> **Written exercise A**: Pull out every line of the entries below that contains the string "white". Case counts, so match capitals and lowercase letters precisely.

> **Extract provided**:
# # #

This fantasy has led to some rather pitiful bargaining. And it is all rooted in a misbegotten belief that Republicans hold leverage over their nominee.
In truth, Trump doesn’t need his party to do much of anything other than let him continue to abuse it. As hard as it may be for Republicans to believe, the political advantage lies in being against them, not for them.
When Trump’s predecessor, Mitt Romney, says that it is “disqualifying” for Trump to refuse to release his tax returns we’re not breaking any new ground. Romney and others have listed hundreds of disqualifications for Trump on grounds political, practical, ethical, and even psychological.
The answer from Trump and his supporters is a big, wet raspberry.
Wednesday night, before Trump came to Washington for his chit-chats with party leaders today, he made a surprise appearance at a big-money fundraiser on Long Island. Was this the start of a new, donor-nuzzling and compliant Trump?
Instead, Trump mocked his Democratic counterpart for “getting her ass kicked” in the West Virginia primary, and mocked and derided the Republican presidential contenders he had dispatched.
Does that sound like a horse that is ready to be broken?
Whatever pleasantries have been exchanged in Washington today, it does not change the fact that Trump’s adopted partisan preference is more of a liability than an asset. Nor do a couple of meetings change the fact that the party has much more at risk than its nominee.
Trump has a puncher’s chance in this election, but even if he loses he will have ascended to the highest spire of fame and import. Republicans, meanwhile, are staring down what could be a generational wipeout – whether Trump wins or loses. If they resist Trump and he wins, Republicans could still be punished down-ballot. If they fall in line and Trump gets creamed, the party will bear the scars well beyond the current cycle.
There will be plenty of Republicans who continue to climb aboard Trump’s rollercoaster ride. Some because they weren’t really into that conservative jazz anyway and Trump is a centrist of a sort. Others will comply because they’re, well, politicians. They didn’t get into this business because they were into fighting the power. They got into it because they wanted to be the power.
As for the rest who stay in the holdout caucus? Their support isn’t worth what Trump would have to pay to get it. In fact, it would be tremendous for Trump to run as the candidate so feared by Washington that even his own party’s speaker of the House was against him.
Hillary Clinton is the mothership of the Washington establishment, the receptacle of three decades of conventional wisdom and the status quo. She’s still the odds on favorite to beat Trump, but she has enormous weaknesses and they’re all rooted here inside the Beltway.

# # #

> **Written exercise B**: From the commentary above, reproduce the part that opens with the words "Trump has a" and closes with "the current cycle.", replacing "generational wipeout" with "lasting collapse".

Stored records
# # #

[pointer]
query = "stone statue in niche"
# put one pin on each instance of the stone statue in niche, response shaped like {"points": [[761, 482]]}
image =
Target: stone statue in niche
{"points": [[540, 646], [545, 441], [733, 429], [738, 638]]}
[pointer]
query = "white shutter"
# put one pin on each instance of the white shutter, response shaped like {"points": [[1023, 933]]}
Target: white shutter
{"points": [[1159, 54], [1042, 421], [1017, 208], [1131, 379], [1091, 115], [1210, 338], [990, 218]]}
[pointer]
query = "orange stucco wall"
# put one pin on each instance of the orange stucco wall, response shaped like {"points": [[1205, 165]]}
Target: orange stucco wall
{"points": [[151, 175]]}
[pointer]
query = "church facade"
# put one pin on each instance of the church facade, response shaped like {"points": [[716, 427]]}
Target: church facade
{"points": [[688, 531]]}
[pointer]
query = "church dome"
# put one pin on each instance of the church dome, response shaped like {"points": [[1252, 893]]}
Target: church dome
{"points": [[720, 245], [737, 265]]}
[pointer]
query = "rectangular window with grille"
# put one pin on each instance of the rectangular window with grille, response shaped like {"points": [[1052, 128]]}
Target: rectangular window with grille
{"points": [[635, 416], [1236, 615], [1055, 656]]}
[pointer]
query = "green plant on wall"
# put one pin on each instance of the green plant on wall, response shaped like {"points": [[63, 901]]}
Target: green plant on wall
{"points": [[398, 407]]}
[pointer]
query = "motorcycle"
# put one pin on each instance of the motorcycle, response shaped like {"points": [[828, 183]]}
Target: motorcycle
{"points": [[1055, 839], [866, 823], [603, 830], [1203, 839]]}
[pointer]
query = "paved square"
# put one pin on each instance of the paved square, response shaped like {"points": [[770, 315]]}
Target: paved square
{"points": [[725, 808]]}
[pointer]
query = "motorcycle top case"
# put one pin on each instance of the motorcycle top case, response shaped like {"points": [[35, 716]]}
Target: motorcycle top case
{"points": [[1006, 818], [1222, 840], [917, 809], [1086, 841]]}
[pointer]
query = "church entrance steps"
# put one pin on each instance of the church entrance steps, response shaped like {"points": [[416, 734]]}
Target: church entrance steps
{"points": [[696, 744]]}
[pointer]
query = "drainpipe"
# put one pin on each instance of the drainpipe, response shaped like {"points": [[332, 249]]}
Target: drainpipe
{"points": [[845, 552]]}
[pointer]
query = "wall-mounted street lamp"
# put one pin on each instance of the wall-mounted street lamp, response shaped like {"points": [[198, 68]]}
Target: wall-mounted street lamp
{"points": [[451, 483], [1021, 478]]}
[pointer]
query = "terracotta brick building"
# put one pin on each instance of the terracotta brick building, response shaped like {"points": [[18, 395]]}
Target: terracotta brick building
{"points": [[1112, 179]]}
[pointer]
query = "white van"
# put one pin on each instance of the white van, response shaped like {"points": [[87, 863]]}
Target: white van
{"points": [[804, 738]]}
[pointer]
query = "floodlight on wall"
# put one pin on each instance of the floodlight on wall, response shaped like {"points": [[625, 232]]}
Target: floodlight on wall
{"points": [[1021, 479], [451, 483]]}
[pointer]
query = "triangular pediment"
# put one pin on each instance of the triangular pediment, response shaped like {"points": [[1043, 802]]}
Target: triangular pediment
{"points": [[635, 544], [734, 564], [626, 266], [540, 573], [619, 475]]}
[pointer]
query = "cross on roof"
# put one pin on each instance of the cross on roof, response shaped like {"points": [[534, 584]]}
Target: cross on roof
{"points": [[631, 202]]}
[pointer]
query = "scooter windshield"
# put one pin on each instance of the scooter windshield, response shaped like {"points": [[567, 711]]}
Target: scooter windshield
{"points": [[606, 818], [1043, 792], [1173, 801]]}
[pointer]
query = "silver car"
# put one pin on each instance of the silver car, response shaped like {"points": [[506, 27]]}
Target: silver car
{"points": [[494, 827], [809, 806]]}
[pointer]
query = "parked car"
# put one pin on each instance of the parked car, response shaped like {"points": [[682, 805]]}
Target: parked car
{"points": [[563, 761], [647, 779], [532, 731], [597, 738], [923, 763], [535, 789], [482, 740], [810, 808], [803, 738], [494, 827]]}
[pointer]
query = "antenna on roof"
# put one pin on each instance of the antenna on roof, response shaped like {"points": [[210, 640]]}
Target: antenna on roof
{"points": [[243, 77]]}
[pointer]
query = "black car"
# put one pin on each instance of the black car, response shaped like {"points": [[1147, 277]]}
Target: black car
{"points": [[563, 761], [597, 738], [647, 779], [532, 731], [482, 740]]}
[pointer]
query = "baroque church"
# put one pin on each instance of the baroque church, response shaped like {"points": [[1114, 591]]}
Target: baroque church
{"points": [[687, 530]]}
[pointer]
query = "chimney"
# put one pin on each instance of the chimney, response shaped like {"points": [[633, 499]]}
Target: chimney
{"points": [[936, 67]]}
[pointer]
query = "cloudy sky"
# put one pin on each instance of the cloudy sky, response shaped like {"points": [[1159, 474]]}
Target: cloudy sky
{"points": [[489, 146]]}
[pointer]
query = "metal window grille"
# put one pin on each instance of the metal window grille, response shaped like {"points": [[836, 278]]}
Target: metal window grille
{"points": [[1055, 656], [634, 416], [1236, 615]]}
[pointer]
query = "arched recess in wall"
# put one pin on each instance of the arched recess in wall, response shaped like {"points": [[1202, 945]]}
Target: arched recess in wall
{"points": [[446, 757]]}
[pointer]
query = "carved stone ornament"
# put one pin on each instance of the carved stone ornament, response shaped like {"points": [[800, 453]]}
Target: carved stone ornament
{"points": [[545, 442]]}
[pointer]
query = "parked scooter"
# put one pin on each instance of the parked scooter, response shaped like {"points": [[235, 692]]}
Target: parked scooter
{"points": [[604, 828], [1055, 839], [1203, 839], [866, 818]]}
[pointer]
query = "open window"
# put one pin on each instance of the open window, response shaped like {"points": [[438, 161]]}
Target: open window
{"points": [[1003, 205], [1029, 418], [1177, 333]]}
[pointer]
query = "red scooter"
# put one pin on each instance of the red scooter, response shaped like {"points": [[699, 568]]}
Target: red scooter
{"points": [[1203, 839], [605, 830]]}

# # #

> **Response A**:
query = "white shutter"
# put one pin on each instance of the white shutter, response shaped like {"points": [[1023, 933]]}
Target: white shutter
query = "white van"
# put one pin on each instance of the white van, response shaped like {"points": [[87, 863]]}
Target: white van

> **Response B**:
Trump has a puncher’s chance in this election, but even if he loses he will have ascended to the highest spire of fame and import. Republicans, meanwhile, are staring down what could be a lasting collapse – whether Trump wins or loses. If they resist Trump and he wins, Republicans could still be punished down-ballot. If they fall in line and Trump gets creamed, the party will bear the scars well beyond the current cycle.